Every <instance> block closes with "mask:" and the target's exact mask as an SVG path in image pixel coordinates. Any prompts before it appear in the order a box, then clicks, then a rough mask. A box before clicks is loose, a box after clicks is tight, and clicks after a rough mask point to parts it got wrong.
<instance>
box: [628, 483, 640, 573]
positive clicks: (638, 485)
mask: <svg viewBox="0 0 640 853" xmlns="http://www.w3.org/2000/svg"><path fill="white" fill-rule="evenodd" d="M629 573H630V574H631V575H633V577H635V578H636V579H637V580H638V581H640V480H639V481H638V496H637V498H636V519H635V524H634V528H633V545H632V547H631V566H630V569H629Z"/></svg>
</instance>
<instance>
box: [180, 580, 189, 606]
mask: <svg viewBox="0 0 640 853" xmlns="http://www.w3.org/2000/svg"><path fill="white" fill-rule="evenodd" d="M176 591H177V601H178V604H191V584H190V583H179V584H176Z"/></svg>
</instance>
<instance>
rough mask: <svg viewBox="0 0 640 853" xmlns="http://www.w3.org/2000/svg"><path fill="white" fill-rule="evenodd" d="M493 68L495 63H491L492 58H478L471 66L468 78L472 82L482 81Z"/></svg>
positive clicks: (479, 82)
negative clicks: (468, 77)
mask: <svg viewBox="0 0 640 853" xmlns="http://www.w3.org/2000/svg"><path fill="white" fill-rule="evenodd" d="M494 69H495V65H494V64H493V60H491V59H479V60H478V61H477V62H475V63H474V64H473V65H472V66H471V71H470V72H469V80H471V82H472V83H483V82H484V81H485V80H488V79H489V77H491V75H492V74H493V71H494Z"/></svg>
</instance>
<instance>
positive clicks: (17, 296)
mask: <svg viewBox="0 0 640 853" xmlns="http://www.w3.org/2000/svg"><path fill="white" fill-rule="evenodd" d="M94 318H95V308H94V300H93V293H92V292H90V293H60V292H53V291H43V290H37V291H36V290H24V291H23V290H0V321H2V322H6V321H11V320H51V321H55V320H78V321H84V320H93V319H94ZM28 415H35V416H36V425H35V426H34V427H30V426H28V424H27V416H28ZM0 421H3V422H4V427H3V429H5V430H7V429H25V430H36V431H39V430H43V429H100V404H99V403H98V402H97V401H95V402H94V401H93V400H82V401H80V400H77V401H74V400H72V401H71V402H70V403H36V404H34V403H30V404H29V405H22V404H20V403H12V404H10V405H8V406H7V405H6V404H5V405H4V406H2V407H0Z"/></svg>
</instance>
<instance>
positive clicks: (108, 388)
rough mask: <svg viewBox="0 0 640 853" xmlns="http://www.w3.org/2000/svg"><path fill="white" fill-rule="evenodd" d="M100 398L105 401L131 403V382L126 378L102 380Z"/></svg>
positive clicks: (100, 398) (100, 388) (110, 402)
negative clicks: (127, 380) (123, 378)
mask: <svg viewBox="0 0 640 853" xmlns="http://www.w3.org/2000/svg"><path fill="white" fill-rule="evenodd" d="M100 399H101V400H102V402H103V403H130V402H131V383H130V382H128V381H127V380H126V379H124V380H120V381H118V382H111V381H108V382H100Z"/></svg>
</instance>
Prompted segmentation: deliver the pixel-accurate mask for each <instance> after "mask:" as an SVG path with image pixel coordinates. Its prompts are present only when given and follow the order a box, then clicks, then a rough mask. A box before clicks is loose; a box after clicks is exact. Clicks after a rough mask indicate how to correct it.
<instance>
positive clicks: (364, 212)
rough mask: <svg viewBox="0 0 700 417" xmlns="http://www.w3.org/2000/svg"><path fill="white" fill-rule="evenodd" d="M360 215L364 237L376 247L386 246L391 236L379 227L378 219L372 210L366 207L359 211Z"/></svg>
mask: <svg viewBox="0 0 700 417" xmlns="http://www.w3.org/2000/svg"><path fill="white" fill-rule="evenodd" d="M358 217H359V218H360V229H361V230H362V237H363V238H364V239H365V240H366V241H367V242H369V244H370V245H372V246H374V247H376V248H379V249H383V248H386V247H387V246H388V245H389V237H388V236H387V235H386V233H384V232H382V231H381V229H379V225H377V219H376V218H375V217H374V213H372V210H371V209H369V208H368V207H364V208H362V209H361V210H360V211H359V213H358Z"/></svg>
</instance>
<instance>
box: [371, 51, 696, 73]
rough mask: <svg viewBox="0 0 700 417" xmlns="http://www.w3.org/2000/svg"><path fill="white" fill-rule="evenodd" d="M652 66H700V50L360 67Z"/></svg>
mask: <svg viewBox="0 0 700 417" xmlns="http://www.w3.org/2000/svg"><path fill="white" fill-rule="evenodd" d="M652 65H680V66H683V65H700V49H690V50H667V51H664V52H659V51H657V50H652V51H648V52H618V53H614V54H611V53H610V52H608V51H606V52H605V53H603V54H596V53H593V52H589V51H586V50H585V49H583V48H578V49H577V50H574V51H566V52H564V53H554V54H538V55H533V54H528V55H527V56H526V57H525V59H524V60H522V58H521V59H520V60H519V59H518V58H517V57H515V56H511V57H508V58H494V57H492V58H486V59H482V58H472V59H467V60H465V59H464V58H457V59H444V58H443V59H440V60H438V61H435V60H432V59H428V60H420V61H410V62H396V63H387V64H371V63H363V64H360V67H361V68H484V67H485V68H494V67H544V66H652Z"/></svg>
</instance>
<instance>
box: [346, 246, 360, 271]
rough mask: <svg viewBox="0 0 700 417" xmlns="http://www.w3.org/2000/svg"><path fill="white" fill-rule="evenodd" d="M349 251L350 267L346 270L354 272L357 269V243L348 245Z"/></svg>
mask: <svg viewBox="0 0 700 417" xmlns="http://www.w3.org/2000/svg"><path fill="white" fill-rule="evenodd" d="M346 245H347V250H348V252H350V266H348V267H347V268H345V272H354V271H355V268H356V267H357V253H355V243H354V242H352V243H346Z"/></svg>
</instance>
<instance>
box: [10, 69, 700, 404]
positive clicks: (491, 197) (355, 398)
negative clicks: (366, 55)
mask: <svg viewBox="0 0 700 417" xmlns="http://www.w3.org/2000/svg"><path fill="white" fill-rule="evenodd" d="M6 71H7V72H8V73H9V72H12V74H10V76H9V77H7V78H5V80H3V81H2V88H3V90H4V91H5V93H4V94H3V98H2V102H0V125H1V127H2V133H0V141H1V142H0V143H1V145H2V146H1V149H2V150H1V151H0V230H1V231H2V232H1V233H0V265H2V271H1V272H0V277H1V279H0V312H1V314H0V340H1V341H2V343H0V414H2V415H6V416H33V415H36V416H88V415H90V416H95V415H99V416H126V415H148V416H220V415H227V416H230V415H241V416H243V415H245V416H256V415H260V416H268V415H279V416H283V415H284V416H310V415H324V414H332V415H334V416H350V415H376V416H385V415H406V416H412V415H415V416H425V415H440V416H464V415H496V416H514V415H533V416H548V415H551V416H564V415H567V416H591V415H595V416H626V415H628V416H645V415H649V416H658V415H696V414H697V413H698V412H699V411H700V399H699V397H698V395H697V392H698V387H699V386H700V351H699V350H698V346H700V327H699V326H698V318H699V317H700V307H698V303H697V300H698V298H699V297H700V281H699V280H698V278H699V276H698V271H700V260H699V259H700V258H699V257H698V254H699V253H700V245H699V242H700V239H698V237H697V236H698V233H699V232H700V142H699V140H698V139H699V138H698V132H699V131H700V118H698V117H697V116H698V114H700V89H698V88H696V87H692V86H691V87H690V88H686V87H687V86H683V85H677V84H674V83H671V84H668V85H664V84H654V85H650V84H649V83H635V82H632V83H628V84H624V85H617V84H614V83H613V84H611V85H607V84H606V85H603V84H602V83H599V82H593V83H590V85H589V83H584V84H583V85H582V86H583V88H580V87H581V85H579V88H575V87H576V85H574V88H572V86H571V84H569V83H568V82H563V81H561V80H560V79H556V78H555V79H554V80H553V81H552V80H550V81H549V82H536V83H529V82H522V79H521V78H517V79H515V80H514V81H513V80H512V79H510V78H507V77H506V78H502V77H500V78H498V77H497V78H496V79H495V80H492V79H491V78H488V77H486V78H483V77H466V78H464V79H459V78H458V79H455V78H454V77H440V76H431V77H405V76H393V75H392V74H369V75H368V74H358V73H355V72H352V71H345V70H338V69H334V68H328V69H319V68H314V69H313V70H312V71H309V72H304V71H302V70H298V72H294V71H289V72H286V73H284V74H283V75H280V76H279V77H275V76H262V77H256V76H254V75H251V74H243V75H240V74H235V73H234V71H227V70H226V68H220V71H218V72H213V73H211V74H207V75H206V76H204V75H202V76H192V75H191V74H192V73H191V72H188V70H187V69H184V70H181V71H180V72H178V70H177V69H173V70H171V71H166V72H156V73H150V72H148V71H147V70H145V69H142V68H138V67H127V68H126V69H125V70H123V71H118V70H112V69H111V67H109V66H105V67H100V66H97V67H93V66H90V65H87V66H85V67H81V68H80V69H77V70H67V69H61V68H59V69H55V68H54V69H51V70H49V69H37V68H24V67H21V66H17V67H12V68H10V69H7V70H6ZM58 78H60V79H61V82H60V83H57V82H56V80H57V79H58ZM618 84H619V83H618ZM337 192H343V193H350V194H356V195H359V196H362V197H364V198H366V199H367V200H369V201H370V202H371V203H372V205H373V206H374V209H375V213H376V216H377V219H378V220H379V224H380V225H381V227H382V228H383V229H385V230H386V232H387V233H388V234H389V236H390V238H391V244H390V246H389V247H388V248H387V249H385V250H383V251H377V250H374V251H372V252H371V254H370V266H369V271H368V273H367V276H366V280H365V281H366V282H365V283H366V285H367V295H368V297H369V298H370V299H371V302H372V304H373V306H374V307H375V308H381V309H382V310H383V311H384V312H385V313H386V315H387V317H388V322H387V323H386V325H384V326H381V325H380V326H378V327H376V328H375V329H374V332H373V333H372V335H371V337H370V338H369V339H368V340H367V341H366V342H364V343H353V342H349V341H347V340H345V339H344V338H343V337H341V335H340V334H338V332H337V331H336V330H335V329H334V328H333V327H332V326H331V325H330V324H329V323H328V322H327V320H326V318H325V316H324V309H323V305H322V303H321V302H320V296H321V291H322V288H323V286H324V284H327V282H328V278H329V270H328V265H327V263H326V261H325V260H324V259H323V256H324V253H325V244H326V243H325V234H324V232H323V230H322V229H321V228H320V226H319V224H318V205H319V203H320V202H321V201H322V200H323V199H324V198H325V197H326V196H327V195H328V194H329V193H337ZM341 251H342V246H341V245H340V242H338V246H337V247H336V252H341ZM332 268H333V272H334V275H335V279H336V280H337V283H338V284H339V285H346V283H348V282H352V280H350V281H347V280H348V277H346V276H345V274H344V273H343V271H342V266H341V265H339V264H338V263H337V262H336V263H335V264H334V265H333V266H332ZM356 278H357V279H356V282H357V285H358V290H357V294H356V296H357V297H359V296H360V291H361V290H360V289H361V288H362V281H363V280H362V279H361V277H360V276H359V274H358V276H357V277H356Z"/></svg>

========================================================================

Job
Please pick out each line in the entries above that contains the string "positive" and copy it, treating uppercase and lowercase as different.

Exercise output
positive clicks: (638, 485)
positive clicks: (479, 82)
positive clicks: (17, 296)
positive clicks: (108, 388)
positive clicks: (100, 398) (100, 388) (110, 402)
positive clicks: (364, 212)
positive clicks: (491, 197) (355, 398)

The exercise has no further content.